▶ [EXTRACTED RECORDS]:

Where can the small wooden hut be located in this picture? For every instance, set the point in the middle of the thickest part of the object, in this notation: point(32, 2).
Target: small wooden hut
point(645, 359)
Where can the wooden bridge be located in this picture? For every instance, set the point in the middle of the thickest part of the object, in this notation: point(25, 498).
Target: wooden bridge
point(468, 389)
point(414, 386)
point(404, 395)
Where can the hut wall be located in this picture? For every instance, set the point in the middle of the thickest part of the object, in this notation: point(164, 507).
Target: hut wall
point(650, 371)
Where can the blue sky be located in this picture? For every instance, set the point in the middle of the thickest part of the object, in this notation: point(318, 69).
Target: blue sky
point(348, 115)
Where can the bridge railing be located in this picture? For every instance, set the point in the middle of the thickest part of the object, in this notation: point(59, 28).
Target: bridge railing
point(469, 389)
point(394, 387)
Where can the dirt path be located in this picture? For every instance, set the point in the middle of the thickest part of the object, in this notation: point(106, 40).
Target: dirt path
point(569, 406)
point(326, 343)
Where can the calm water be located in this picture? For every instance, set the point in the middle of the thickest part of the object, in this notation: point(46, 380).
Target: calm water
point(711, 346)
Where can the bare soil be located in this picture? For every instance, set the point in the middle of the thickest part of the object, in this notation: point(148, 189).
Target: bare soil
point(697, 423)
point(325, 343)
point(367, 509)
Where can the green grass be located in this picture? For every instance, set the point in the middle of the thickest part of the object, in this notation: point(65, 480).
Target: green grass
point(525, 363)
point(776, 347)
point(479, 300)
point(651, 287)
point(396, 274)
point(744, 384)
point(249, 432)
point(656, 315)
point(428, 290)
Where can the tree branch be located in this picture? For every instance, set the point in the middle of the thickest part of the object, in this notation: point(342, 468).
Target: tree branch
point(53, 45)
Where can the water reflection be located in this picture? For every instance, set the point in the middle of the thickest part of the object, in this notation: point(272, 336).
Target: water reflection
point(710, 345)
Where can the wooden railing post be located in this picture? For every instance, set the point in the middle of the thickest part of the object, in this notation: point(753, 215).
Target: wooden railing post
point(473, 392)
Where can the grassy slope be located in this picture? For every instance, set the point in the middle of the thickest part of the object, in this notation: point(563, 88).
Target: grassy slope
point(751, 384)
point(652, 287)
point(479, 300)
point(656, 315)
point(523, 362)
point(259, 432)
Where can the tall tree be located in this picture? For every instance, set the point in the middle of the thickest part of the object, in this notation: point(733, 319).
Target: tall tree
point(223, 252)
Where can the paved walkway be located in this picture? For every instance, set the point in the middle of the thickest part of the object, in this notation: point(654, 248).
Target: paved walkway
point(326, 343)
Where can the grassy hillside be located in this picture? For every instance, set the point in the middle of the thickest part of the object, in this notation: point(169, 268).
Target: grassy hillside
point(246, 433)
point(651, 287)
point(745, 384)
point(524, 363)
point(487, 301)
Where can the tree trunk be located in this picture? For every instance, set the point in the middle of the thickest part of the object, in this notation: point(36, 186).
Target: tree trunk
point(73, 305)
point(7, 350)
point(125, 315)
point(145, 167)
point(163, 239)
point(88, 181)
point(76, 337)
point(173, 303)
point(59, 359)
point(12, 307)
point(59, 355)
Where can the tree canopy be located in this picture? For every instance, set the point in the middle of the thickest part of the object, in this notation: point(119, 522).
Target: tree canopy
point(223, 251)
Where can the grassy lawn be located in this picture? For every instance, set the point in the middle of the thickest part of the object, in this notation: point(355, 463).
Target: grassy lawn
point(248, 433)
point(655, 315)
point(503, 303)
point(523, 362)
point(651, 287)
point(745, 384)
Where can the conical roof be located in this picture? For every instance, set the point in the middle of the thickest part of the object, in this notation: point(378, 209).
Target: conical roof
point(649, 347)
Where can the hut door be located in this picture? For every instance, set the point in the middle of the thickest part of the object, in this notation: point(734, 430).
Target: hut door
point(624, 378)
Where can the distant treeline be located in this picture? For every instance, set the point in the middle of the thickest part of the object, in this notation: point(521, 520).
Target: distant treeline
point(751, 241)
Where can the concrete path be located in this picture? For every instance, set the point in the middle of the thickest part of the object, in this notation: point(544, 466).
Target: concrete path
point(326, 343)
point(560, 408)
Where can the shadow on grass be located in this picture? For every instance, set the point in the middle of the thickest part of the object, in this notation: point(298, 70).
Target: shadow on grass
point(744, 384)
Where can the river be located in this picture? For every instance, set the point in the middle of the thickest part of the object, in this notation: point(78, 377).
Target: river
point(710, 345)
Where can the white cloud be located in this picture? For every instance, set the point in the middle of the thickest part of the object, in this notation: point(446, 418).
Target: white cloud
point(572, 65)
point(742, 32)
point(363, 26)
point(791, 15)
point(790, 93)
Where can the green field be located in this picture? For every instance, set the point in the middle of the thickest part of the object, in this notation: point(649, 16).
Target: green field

▶ [WHAT THE TASK ASKS]:
Reproduce every line of the data exactly as it was written.

▶ [YOUR SOLUTION]:
Where can the small wooden hut be located in this picture? For every instance, set the point in the middle of the thickest part of the object, in this notation: point(32, 2).
Target: small wooden hut
point(645, 359)
Where can the wooden bridge be located in this picture? For every instance, set the point in the middle of the thickest part of the object, in this notation: point(25, 498).
Target: wooden bridge
point(468, 389)
point(414, 386)
point(404, 395)
Where can the hut wall be located in this picture? For every instance, set the point in the middle of the thickest part of the object, in this notation: point(164, 507).
Target: hut wall
point(650, 371)
Where can the blue sky be located in this picture? For every instance, set the point in the middle of the thickest part of the object, in this notation: point(318, 69).
Target: blue sky
point(348, 115)
Where can the bridge railing be located in this picture? For every instance, set the point in the middle of the thickest part of the object, in this notation: point(59, 28).
Target: bridge railing
point(469, 389)
point(394, 387)
Where can the dirt path be located in this picture? For every instance, set the point in the middle of the thickest part of the object, in this notation: point(106, 40).
Target: dirt path
point(569, 406)
point(326, 343)
Where can the calm water be located in this picture? For every instance, set the point in the middle of the thickest part of the object, in this notation: point(46, 380).
Target: calm water
point(711, 346)
Where can the bare soil be located in this picture? For every instance, set the point in the middle of the thickest part of the object, in this notation: point(148, 189).
Target: bare soil
point(697, 423)
point(325, 343)
point(367, 509)
Where can the green grass be located in this picture? For every instance, set the point in the middle of the thickest part of the object, in this notation: point(65, 480).
Target: green grass
point(525, 363)
point(776, 347)
point(479, 300)
point(651, 287)
point(396, 274)
point(744, 384)
point(249, 432)
point(656, 315)
point(428, 290)
Where can the tree branch be located in this picture? For every instance, set the point in the middle of the thickest part of the object, in this notation: point(342, 468).
Target: tree branch
point(53, 45)
Where can the water reflection be located in this picture? For every instance, set the point in the middle of the thickest part of the object, in this notation: point(272, 336).
Target: water reflection
point(710, 345)
Where can the wooden railing post be located in this picture? For every instance, set the point in the middle of the thickest part of the object, in this notation: point(753, 215).
Target: wooden railing post
point(473, 392)
Where can the grassy slope be located in this picture? For every instance, set the point in the middle of the thickest part of the object, in this notation: point(563, 88).
Target: grassy slope
point(751, 384)
point(652, 287)
point(479, 300)
point(656, 315)
point(523, 362)
point(259, 432)
Where can the tall tree be located in this picture? For every instance, set the point in the middle of the thickest part of the object, in this notation: point(733, 319).
Target: tall tree
point(223, 252)
Where can the paved walkway be located in this picture? For every instance, set the point in the middle of the thickest part of the object, in this notation: point(654, 248).
Target: paved walkway
point(326, 343)
Where can the grassy hillside be located in this picture? For every instance, set the point in the middle of the thickest part of the object, in this notation: point(169, 268).
Target: grassy hillside
point(246, 433)
point(651, 287)
point(745, 384)
point(524, 363)
point(487, 301)
Where can the tree trunk be located in this picture? For every instance, set the point in the middle of the thickest part of the object, in this notation: point(36, 186).
Target: tree trunk
point(73, 305)
point(7, 350)
point(125, 315)
point(145, 167)
point(163, 239)
point(88, 181)
point(76, 337)
point(173, 303)
point(59, 359)
point(12, 307)
point(59, 355)
Where can the tree canopy be located in this picture? For every instance, set the point in the middle of the thickest part of the object, in this notation: point(119, 522).
Target: tree canopy
point(223, 251)
Where can the grassy lawn be located in this picture? For every instance, set the point in the middle of the thickest part of the object, in this notation: point(355, 463).
Target: grassy lawn
point(248, 433)
point(655, 315)
point(503, 303)
point(523, 362)
point(651, 287)
point(745, 384)
Where can the conical roof be located in this picture? For every instance, set the point in the middle of the thickest part of the object, in this notation: point(378, 209).
Target: conical roof
point(649, 347)
Where can the hut door be located in this picture? For every instance, set the point in the middle of the thickest part of the object, in this notation: point(734, 430).
Target: hut door
point(624, 378)
Where can the distant treeline be located in this picture? For every instance, set the point in the middle of the thickest part of the object, in this notation: point(521, 520).
Target: distant treeline
point(751, 241)
Where can the concrete path be located in this picture? For every instance, set the point in the middle of the thickest part of the object, in this notation: point(544, 466).
Target: concrete path
point(326, 343)
point(560, 408)
Where can the shadow on grass be located in this picture? For every instance, set the point in the middle of the thickest part of the object, in this notation: point(298, 70).
Target: shadow on grass
point(744, 384)
Where can the river be located in this picture? For every instance, set the point in the middle of the thickest part of the object, in this notation: point(78, 377).
Target: river
point(710, 345)
Where can the white cloud be located in this picture? For every instance, set the point in the middle of the thickest part of the object, in this notation: point(446, 418).
Target: white cloud
point(572, 65)
point(742, 32)
point(363, 26)
point(791, 15)
point(790, 93)
Where can the green field be located in this picture? For every instance, set the point in the middle of the thickest part of the object, in this notation: point(649, 16).
Target: green field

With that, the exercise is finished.